# Instructions to follow:
Could you return all of the entries word for word, minus any pictures?

[Stored items from a collection]

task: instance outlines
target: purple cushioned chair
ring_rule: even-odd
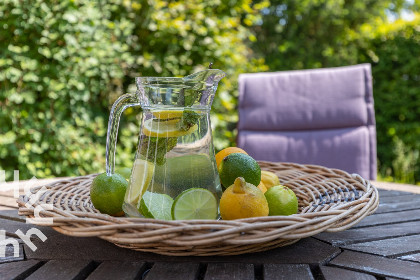
[[[239,76],[238,147],[376,179],[370,64]]]

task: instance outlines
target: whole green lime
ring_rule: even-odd
[[[106,173],[98,175],[90,187],[90,199],[101,213],[122,216],[122,204],[128,182],[120,174],[108,176]]]
[[[115,170],[115,173],[122,175],[126,180],[130,180],[131,168],[121,167]]]
[[[298,211],[296,194],[288,187],[277,185],[265,192],[268,202],[269,216],[288,216]]]
[[[258,186],[261,181],[261,168],[249,155],[234,153],[226,156],[219,165],[220,181],[224,187],[231,186],[235,179],[242,177],[247,183]]]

# Solved problem:
task: instance outlines
target: purple cushioned chair
ring_rule: even-odd
[[[239,76],[238,147],[376,179],[370,64]]]

task: instance outlines
target: whole green lime
ring_rule: even-odd
[[[106,173],[98,175],[90,187],[90,199],[101,213],[122,216],[122,204],[128,182],[120,174],[108,176]]]
[[[115,170],[115,173],[122,175],[126,180],[130,180],[131,168],[121,167]]]
[[[298,211],[296,194],[288,187],[277,185],[265,192],[268,202],[269,216],[288,216]]]
[[[258,186],[261,181],[261,168],[249,155],[234,153],[226,156],[219,165],[220,181],[224,187],[231,186],[235,179],[242,177],[247,183]]]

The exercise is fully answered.